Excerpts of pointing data
** START **
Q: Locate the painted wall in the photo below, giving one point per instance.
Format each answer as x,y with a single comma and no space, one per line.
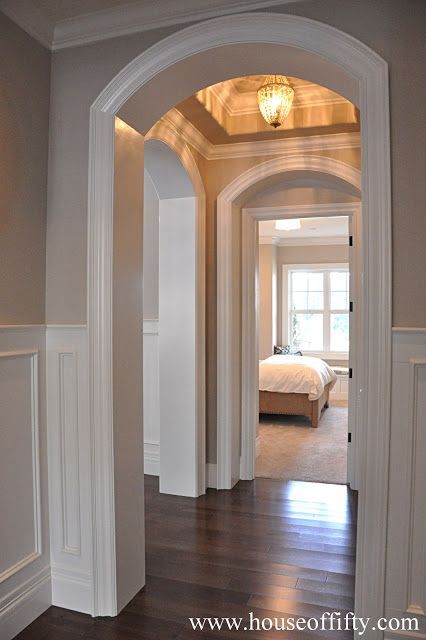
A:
25,579
267,299
150,249
128,362
78,75
24,121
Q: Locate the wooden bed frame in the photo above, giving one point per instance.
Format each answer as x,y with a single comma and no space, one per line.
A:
294,404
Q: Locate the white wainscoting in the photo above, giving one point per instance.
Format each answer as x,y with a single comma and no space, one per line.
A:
406,553
70,496
25,589
151,397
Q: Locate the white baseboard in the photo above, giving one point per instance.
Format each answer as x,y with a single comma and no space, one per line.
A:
211,475
24,604
72,590
152,458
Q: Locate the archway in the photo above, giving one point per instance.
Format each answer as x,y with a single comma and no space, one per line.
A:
311,50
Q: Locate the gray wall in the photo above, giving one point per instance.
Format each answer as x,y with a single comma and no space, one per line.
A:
79,74
24,121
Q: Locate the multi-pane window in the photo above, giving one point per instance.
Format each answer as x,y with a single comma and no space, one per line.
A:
318,308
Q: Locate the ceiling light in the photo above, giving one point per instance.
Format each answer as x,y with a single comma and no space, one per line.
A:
275,98
287,225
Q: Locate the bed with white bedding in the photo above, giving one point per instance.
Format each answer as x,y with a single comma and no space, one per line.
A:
295,385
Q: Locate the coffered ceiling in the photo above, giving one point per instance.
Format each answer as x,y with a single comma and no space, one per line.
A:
228,112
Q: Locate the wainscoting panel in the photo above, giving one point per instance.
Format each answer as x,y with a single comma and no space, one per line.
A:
69,467
151,397
25,589
406,553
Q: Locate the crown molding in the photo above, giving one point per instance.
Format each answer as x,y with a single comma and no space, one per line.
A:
154,14
26,15
281,146
306,211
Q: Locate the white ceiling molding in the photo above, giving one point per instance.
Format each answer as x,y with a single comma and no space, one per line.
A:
119,21
304,242
144,16
280,146
26,15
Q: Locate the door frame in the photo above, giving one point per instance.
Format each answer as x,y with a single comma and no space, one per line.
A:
250,328
360,69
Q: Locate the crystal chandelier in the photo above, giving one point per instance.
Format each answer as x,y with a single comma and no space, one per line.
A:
275,98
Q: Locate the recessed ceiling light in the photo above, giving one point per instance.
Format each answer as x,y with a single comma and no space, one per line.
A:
287,225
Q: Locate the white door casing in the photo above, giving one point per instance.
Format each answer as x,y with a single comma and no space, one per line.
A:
363,77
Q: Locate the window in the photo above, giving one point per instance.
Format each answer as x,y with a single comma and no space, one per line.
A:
318,307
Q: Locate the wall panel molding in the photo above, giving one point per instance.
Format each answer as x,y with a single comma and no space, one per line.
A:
69,467
32,356
406,553
25,586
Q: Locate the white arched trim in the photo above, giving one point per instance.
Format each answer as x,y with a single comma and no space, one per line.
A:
166,133
361,75
226,396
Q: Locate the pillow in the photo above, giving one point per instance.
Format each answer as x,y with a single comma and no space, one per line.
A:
286,350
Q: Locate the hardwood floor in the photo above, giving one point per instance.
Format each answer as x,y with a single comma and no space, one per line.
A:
278,549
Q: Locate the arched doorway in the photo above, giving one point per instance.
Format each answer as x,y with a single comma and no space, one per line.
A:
311,50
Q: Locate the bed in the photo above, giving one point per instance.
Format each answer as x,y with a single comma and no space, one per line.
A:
295,385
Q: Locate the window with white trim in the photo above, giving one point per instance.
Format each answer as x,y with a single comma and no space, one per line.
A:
318,308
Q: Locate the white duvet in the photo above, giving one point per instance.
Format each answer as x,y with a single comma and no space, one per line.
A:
295,374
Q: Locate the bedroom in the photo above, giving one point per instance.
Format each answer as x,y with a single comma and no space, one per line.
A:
304,336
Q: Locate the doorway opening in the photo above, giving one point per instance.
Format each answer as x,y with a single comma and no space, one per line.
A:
309,49
305,293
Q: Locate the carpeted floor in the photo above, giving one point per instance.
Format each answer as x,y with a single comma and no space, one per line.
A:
290,449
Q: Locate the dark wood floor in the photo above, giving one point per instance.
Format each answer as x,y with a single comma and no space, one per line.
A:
279,549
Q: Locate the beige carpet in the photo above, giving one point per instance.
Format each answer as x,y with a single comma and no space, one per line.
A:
290,449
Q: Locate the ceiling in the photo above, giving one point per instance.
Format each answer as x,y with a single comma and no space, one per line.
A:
56,10
228,112
58,24
325,227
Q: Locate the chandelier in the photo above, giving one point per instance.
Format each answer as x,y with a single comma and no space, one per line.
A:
275,98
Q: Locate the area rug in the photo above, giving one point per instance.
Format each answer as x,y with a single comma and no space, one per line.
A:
290,449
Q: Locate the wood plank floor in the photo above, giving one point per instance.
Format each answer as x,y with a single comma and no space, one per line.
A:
278,549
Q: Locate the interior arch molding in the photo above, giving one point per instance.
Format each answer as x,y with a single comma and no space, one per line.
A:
327,56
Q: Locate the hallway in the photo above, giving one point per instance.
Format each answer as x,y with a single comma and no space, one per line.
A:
274,548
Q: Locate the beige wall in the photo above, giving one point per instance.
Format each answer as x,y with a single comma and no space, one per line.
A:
267,299
128,362
24,120
310,254
150,249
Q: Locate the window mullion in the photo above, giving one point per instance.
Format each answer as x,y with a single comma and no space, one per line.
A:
326,318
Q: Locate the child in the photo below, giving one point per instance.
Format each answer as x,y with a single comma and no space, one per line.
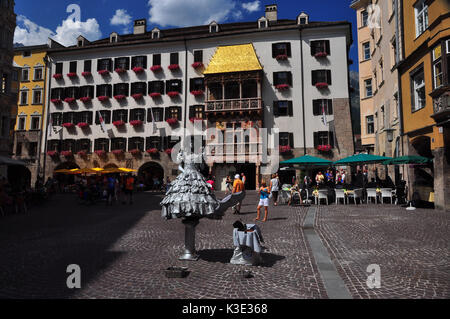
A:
264,193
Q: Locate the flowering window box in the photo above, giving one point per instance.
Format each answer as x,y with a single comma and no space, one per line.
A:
281,57
118,123
155,95
138,96
321,55
283,87
68,125
103,98
197,65
156,68
174,67
136,123
197,93
285,149
103,72
83,125
321,85
70,100
173,94
120,97
172,121
153,151
138,69
85,99
117,152
67,153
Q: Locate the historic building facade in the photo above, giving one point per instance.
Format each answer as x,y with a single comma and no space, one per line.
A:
290,75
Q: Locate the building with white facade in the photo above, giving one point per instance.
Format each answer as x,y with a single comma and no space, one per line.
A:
290,75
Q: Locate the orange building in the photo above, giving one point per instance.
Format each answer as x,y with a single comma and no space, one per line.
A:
424,74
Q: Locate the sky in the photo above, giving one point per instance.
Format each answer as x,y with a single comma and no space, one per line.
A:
38,20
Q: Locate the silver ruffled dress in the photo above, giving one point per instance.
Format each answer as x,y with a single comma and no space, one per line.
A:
189,195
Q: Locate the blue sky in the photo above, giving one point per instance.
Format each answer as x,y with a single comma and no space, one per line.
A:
38,20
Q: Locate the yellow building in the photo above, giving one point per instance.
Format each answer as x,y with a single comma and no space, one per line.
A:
30,106
424,85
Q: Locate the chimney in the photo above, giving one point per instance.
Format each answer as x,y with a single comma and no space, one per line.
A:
272,12
140,26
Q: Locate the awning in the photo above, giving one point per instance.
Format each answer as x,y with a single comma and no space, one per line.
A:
9,161
234,58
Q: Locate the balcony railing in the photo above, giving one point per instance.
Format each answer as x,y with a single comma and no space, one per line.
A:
234,105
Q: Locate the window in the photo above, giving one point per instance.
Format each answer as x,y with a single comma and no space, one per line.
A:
366,50
156,59
323,138
368,87
421,11
139,61
321,76
320,46
158,114
282,108
418,98
156,87
104,90
282,78
121,89
370,124
122,63
281,49
287,139
35,123
364,18
437,67
198,56
322,106
174,86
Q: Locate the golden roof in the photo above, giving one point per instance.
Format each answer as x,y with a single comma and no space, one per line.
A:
234,58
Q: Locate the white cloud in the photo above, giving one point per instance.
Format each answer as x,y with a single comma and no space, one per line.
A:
190,12
121,18
29,33
252,6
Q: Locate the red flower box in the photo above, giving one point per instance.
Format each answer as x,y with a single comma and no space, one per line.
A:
155,95
67,153
85,99
83,125
282,87
103,98
153,151
321,55
118,123
322,85
172,121
70,100
197,65
138,69
197,93
119,97
282,57
173,94
156,68
136,123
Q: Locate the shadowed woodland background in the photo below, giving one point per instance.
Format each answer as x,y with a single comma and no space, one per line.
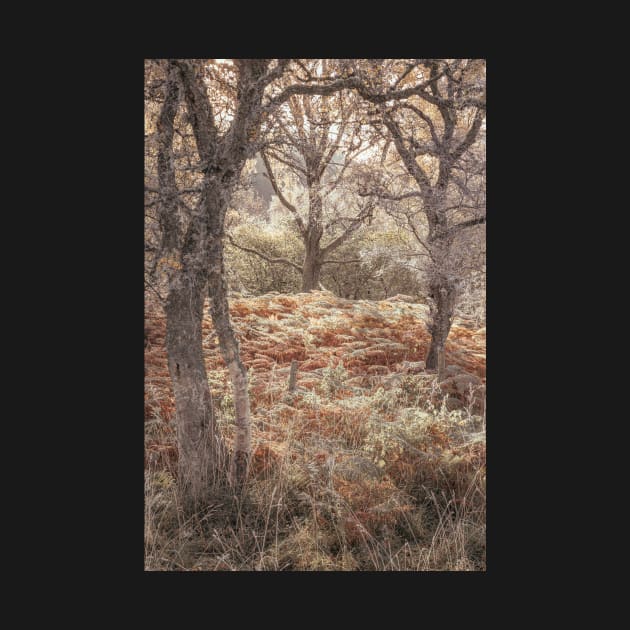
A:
315,314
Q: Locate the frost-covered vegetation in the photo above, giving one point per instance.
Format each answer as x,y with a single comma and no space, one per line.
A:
369,464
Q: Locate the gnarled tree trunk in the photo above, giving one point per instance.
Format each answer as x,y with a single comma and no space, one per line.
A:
201,451
443,296
311,270
217,288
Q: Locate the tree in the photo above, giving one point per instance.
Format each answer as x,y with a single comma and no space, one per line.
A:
310,158
224,125
434,132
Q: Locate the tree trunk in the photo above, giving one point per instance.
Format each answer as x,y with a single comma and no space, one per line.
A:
442,308
201,450
311,272
217,287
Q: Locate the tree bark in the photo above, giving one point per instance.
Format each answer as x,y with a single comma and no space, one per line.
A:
201,451
311,270
442,307
217,288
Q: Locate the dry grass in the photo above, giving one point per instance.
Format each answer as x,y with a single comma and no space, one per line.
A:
364,467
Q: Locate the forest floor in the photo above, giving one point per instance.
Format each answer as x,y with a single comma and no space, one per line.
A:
369,464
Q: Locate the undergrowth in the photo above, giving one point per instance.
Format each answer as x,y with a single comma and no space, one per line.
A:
356,470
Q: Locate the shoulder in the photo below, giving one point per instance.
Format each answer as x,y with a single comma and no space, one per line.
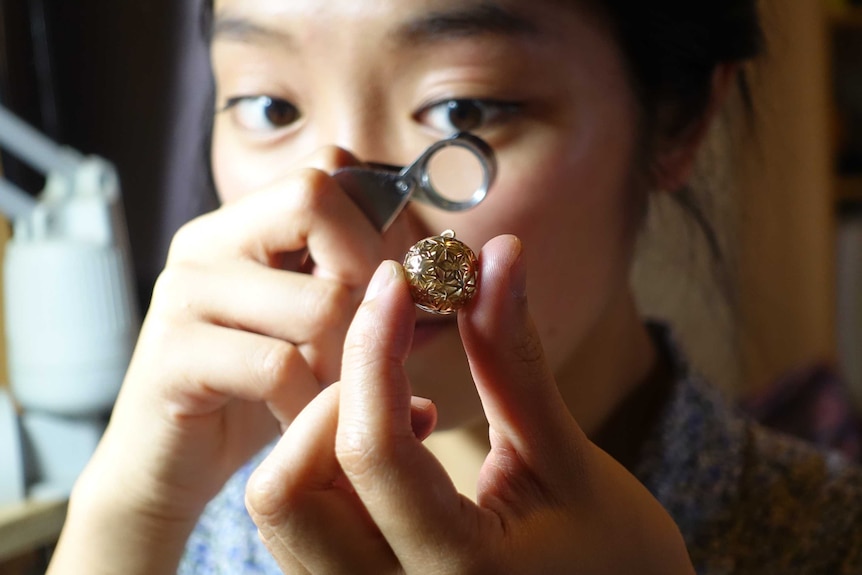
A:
225,540
749,500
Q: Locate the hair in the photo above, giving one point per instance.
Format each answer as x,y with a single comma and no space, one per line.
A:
672,49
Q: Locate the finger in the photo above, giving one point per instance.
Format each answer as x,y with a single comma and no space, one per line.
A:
529,420
220,364
306,210
311,313
404,488
303,511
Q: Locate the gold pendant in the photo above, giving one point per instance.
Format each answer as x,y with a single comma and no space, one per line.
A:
443,273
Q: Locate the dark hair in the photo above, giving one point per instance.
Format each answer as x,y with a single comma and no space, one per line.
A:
672,48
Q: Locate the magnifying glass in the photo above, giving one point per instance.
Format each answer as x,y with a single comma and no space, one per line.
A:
381,191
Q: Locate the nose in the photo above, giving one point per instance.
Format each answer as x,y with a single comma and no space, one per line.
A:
330,158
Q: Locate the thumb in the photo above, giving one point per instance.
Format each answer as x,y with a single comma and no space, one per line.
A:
519,393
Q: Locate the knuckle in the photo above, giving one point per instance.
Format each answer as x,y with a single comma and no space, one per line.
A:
359,454
185,239
332,305
171,292
527,348
272,365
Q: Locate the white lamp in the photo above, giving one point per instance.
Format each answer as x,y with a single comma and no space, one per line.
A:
71,318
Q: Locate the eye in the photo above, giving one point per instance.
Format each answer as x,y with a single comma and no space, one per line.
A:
465,115
261,113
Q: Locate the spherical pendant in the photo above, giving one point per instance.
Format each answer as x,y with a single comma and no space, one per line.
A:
442,272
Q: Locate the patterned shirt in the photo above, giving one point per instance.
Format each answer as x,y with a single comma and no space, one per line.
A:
747,500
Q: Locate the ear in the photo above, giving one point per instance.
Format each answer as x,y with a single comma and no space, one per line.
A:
676,159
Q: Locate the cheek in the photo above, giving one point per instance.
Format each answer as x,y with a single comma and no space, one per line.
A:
572,213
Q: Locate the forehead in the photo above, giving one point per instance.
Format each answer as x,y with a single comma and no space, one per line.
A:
408,21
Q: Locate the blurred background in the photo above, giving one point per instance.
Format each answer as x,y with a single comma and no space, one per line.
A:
780,316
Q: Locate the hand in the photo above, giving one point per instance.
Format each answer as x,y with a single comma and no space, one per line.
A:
238,339
350,488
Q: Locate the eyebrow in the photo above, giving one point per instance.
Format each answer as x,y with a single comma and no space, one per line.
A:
226,26
486,18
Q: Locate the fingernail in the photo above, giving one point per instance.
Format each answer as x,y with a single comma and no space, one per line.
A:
386,272
421,403
518,273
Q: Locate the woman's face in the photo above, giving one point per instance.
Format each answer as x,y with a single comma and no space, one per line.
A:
541,81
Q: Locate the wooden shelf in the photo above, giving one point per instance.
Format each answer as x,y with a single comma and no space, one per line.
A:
849,17
29,526
848,189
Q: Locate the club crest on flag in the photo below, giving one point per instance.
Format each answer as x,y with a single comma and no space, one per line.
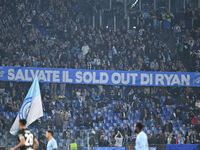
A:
23,113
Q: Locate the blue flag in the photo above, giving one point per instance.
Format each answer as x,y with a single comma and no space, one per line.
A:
31,108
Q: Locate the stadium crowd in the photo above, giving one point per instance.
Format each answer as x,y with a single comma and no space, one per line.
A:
60,34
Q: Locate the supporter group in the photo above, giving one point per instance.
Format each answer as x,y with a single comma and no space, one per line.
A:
62,34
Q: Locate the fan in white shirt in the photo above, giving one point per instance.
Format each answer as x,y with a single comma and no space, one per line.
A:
141,142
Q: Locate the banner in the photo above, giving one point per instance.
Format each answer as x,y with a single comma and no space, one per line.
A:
104,77
182,147
31,108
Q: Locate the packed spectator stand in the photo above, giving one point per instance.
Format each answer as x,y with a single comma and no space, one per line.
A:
86,34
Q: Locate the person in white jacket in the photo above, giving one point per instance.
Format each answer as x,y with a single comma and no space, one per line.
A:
141,142
118,139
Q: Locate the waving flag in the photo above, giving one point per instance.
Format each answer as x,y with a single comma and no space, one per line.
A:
31,108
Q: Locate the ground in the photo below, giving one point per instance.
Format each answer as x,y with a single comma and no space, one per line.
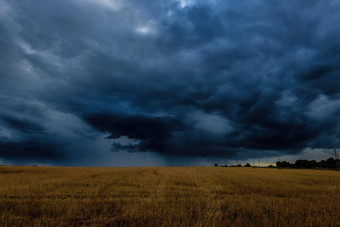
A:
168,196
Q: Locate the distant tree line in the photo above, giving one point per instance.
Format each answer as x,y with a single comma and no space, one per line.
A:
330,163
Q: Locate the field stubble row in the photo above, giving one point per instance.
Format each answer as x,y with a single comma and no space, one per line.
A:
168,196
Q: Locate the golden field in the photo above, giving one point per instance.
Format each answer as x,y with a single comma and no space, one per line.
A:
168,196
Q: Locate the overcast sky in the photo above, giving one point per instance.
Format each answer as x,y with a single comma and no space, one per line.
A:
189,82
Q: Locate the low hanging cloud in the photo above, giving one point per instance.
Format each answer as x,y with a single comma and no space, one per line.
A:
179,78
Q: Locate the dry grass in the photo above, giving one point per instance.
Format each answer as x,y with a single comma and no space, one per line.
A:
190,196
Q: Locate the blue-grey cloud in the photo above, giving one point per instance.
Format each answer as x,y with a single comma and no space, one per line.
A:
179,78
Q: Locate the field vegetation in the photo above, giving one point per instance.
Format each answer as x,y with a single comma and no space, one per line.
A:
168,196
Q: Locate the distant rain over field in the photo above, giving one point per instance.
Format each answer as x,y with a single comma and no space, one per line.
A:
120,82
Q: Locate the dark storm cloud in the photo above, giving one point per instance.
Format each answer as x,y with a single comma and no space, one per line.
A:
183,78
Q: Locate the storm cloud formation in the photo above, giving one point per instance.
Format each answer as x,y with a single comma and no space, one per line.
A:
** END **
Problem to solve —
Reproduce only the lines between the line containing "Q: Locate the distant rain" and the last line of the records, those two lines included, exactly.

Expected answer —
Q: Locate the distant rain over field in the photo above, giving one point per instance.
Format each answer as x,y with a single comma and no space, one per line.
A:
120,82
Q: Locate the dark storm cloud in the photo above, giving one point per instance.
Format each answer as x,y with a single comma and no space, one per line.
A:
183,78
Q: Locate the storm cloud formation in the photo above, giving one point per instance.
Format each answer as x,y with a single comma and no space, one per line.
A:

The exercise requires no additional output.